Task objective: Make an exact copy of the whole listing, but leave its pictures out.

Material provided:
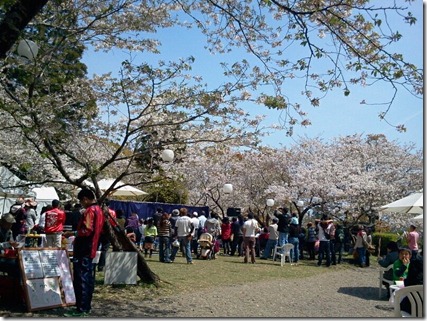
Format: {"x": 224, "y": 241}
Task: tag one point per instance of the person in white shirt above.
{"x": 195, "y": 222}
{"x": 324, "y": 241}
{"x": 184, "y": 231}
{"x": 250, "y": 229}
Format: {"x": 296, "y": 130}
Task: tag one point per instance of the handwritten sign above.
{"x": 47, "y": 278}
{"x": 44, "y": 293}
{"x": 49, "y": 263}
{"x": 32, "y": 265}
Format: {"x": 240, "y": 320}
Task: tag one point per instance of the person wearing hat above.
{"x": 54, "y": 224}
{"x": 6, "y": 236}
{"x": 32, "y": 217}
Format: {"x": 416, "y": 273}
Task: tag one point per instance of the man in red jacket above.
{"x": 54, "y": 225}
{"x": 86, "y": 243}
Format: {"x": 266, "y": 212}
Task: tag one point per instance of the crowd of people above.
{"x": 181, "y": 231}
{"x": 238, "y": 235}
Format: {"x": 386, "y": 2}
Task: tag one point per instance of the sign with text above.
{"x": 47, "y": 278}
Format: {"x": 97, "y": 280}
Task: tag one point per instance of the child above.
{"x": 150, "y": 232}
{"x": 401, "y": 266}
{"x": 294, "y": 219}
{"x": 131, "y": 234}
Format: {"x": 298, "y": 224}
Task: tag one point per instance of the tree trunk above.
{"x": 15, "y": 20}
{"x": 121, "y": 242}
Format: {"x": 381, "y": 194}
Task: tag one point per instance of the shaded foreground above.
{"x": 338, "y": 291}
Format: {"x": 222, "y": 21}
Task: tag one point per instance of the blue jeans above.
{"x": 164, "y": 249}
{"x": 324, "y": 250}
{"x": 295, "y": 251}
{"x": 83, "y": 282}
{"x": 283, "y": 238}
{"x": 187, "y": 248}
{"x": 271, "y": 244}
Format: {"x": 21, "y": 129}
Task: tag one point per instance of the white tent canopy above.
{"x": 44, "y": 196}
{"x": 9, "y": 193}
{"x": 120, "y": 189}
{"x": 412, "y": 204}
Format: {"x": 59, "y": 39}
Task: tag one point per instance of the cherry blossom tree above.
{"x": 348, "y": 179}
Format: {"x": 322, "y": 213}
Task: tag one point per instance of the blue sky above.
{"x": 336, "y": 116}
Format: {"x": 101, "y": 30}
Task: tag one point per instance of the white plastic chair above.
{"x": 284, "y": 251}
{"x": 381, "y": 278}
{"x": 415, "y": 295}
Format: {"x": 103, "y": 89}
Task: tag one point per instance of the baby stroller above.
{"x": 206, "y": 243}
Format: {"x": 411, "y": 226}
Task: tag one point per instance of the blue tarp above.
{"x": 146, "y": 209}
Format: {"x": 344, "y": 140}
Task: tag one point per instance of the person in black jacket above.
{"x": 283, "y": 225}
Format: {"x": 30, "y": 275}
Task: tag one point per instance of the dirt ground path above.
{"x": 344, "y": 293}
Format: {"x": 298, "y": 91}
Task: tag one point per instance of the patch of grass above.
{"x": 180, "y": 277}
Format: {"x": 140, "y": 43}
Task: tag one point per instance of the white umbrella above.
{"x": 412, "y": 204}
{"x": 120, "y": 189}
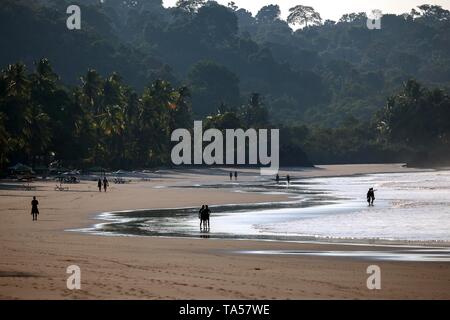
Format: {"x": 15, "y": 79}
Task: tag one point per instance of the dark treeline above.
{"x": 104, "y": 122}
{"x": 323, "y": 73}
{"x": 101, "y": 122}
{"x": 152, "y": 69}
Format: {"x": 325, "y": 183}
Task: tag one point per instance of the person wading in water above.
{"x": 105, "y": 183}
{"x": 200, "y": 213}
{"x": 370, "y": 196}
{"x": 34, "y": 208}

Solution:
Format: {"x": 224, "y": 241}
Task: tag one point per instance of the person in white shirt above.
{"x": 195, "y": 222}
{"x": 324, "y": 241}
{"x": 184, "y": 231}
{"x": 250, "y": 229}
Format: {"x": 296, "y": 130}
Task: tag one point per instance of the handwritten sign above.
{"x": 47, "y": 278}
{"x": 44, "y": 293}
{"x": 49, "y": 263}
{"x": 32, "y": 265}
Format: {"x": 240, "y": 320}
Task: tag one point per instance of the person wearing hat above.
{"x": 54, "y": 224}
{"x": 6, "y": 236}
{"x": 32, "y": 217}
Format: {"x": 416, "y": 273}
Task: tag one point per instance of the man in red jacket above.
{"x": 54, "y": 225}
{"x": 86, "y": 243}
Format: {"x": 266, "y": 212}
Task: tag one point per instance of the crowd of people above.
{"x": 181, "y": 231}
{"x": 238, "y": 235}
Format: {"x": 386, "y": 2}
Task: tag one point per instance of the sign with text above.
{"x": 47, "y": 278}
Format: {"x": 97, "y": 280}
Task: tag one point per instance of the child above.
{"x": 150, "y": 232}
{"x": 401, "y": 266}
{"x": 294, "y": 219}
{"x": 131, "y": 234}
Format: {"x": 298, "y": 224}
Task: tag one point per instance of the tree trunk above.
{"x": 15, "y": 20}
{"x": 121, "y": 242}
Format: {"x": 381, "y": 194}
Task: tag one point per instance of the shaded foreground above.
{"x": 338, "y": 291}
Format: {"x": 222, "y": 21}
Task: tag one point per instance of the blue jeans above.
{"x": 164, "y": 249}
{"x": 324, "y": 250}
{"x": 295, "y": 251}
{"x": 83, "y": 282}
{"x": 283, "y": 238}
{"x": 187, "y": 248}
{"x": 271, "y": 244}
Format: {"x": 21, "y": 129}
Task: tag one point per instance of the white tent canopy above.
{"x": 44, "y": 196}
{"x": 9, "y": 193}
{"x": 120, "y": 189}
{"x": 412, "y": 204}
Format: {"x": 59, "y": 39}
Task: tag one point per instance of the cherry blossom tree above.
{"x": 348, "y": 179}
Format: {"x": 322, "y": 213}
Task: tag one point per instance of the blue sky above.
{"x": 336, "y": 116}
Format: {"x": 101, "y": 30}
Task: tag one point per instance of the white plastic chair above.
{"x": 284, "y": 251}
{"x": 381, "y": 278}
{"x": 415, "y": 295}
Format: {"x": 103, "y": 89}
Task: tag one point per instance of the baby stroller above.
{"x": 206, "y": 243}
Format: {"x": 411, "y": 226}
Task: tag one point per instance of the blue tarp above.
{"x": 146, "y": 209}
Format: {"x": 344, "y": 140}
Task: tag one point per instance of the person in black jacket above.
{"x": 283, "y": 225}
Format: {"x": 30, "y": 275}
Task: tag one point per instance of the dirt ground path above.
{"x": 344, "y": 293}
Format: {"x": 298, "y": 91}
Task: tag one point per instance of the patch of grass above.
{"x": 180, "y": 277}
Format: {"x": 140, "y": 43}
Task: tag one point per instance of the white umbrella above.
{"x": 412, "y": 204}
{"x": 120, "y": 189}
Format: {"x": 15, "y": 79}
Task: tag one point per instance of the dark treeline above.
{"x": 104, "y": 122}
{"x": 323, "y": 73}
{"x": 101, "y": 122}
{"x": 152, "y": 69}
Format: {"x": 325, "y": 183}
Task: tag one point per instance of the person wading in water above.
{"x": 105, "y": 183}
{"x": 200, "y": 213}
{"x": 370, "y": 196}
{"x": 34, "y": 208}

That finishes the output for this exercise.